TASK
Copy out the records below, changing every "pixel" to "point" and leaving everything else unchanged.

— START —

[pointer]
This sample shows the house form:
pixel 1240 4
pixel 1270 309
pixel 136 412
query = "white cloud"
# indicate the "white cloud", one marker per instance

— END —

ANSWER TO THIS PROBLEM
[pointer]
This sample shows the house form:
point 1240 4
point 1270 309
point 136 412
query = "white cloud"
# indicate the "white cloud", one marker per instance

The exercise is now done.